● Problem statement
Tally how many lines of the material below contain the word "white", and reply with that number alone.

● Task material
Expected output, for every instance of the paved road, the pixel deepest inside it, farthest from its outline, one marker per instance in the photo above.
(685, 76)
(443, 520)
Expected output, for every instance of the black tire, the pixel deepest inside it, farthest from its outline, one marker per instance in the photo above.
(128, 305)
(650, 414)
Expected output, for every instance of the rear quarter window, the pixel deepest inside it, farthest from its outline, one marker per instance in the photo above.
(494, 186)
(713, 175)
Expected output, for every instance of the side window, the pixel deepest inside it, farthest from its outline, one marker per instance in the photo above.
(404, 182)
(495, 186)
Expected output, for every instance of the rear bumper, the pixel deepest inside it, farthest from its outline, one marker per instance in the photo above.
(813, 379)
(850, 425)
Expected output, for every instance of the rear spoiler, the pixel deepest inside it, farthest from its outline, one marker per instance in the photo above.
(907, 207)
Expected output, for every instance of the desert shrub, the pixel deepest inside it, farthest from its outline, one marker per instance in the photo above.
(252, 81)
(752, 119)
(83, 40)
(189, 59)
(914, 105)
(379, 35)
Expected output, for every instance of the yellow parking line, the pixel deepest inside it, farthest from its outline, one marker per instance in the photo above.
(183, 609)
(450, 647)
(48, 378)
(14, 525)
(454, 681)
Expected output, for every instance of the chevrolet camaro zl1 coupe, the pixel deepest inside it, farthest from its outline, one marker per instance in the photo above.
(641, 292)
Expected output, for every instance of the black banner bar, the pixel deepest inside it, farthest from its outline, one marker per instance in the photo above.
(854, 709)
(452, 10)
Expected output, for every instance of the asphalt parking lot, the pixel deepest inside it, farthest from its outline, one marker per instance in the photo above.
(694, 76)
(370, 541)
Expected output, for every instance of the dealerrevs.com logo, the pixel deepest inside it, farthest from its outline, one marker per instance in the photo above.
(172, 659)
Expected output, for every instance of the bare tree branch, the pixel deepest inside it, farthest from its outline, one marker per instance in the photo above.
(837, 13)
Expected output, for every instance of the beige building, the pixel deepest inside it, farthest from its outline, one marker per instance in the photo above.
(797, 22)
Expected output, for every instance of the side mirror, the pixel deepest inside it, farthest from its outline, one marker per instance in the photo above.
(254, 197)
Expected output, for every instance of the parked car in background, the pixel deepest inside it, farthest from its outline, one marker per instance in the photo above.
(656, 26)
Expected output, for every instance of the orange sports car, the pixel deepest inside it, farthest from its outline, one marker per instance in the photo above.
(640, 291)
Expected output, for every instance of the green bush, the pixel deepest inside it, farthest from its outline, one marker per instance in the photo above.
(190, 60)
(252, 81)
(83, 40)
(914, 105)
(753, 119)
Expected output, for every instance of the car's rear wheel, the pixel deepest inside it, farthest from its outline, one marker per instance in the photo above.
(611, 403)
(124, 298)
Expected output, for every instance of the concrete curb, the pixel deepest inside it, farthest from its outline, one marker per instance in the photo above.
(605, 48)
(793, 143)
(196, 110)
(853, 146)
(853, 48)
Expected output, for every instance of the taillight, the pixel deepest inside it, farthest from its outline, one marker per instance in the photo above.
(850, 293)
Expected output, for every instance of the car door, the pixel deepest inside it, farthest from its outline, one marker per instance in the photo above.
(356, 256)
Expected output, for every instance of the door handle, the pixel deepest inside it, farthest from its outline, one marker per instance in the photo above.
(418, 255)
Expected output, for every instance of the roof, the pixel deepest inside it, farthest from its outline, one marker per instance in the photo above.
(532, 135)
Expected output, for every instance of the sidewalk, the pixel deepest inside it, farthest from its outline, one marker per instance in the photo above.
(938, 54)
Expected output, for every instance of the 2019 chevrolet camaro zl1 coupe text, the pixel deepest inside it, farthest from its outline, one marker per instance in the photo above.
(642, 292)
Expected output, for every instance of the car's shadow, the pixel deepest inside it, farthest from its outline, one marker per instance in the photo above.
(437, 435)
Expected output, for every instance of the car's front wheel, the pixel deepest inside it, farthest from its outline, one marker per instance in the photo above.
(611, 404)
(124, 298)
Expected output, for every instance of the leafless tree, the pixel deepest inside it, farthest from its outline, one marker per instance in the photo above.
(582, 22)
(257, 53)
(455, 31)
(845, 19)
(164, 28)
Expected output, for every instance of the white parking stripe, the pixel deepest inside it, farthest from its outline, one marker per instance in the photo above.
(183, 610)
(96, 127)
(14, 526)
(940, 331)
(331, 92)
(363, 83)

* * *

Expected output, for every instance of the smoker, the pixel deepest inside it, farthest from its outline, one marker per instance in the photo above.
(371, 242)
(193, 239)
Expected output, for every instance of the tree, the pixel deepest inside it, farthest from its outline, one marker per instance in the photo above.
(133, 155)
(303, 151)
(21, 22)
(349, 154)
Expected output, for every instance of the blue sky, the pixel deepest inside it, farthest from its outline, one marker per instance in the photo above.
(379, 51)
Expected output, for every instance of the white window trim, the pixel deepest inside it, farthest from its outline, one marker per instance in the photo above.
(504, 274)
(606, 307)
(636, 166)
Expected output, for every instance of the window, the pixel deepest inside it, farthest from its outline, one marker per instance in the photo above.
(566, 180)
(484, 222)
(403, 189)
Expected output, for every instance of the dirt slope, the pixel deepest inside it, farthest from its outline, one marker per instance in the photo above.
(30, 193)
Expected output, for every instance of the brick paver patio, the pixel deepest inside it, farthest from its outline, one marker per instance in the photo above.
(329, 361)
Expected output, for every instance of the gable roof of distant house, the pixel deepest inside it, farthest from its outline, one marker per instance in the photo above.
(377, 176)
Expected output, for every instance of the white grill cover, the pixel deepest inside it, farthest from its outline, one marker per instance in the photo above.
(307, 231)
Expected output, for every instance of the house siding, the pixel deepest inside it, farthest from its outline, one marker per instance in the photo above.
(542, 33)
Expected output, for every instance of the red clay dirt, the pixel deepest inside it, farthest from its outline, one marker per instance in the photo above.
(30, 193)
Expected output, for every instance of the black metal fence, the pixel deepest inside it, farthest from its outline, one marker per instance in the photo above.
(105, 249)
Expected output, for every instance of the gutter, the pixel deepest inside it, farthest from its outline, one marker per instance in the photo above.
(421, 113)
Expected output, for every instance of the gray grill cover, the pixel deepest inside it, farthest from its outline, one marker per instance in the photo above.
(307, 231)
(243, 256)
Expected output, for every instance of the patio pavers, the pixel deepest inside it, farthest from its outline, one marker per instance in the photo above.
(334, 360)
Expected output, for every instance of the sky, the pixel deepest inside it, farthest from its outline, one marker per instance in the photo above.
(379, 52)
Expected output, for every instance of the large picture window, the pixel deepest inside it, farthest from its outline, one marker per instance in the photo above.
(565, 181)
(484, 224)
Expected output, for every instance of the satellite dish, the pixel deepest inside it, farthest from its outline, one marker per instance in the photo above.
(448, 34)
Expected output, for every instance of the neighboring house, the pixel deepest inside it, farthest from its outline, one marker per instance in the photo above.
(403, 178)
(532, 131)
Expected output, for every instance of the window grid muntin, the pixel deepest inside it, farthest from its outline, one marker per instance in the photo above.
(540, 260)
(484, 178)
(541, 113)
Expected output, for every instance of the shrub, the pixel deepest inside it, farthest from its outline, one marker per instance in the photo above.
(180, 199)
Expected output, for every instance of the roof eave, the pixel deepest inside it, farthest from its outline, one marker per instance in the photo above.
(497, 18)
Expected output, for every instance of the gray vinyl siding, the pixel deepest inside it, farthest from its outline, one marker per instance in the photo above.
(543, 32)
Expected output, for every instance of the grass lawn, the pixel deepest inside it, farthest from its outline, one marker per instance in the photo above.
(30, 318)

* * *

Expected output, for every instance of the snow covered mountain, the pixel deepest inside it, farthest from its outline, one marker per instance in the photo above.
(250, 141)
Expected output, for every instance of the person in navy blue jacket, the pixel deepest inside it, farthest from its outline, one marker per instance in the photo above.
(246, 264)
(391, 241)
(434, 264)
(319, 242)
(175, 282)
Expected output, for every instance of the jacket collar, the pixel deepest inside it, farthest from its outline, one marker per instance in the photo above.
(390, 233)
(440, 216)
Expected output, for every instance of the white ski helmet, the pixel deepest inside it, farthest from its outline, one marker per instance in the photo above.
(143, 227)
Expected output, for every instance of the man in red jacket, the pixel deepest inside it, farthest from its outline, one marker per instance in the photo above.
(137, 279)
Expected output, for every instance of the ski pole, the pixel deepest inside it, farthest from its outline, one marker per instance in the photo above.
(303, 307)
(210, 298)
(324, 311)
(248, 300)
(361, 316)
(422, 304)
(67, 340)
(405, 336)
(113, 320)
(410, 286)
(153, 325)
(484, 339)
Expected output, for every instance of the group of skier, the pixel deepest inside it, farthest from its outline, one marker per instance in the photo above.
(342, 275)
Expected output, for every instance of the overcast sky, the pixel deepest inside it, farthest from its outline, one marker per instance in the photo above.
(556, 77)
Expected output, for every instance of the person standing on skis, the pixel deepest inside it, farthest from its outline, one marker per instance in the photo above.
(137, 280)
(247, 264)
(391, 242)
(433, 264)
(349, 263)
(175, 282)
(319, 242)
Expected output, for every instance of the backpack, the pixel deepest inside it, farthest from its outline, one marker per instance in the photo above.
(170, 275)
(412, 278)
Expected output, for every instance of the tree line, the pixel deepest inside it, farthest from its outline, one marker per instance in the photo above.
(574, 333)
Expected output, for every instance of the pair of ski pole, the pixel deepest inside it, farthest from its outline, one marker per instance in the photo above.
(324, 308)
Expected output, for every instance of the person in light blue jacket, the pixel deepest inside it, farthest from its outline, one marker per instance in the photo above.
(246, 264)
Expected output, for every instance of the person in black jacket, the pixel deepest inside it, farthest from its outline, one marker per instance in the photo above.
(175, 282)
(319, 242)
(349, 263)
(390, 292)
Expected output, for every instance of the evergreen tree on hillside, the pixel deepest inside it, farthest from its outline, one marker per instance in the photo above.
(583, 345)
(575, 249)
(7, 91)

● Finished answer
4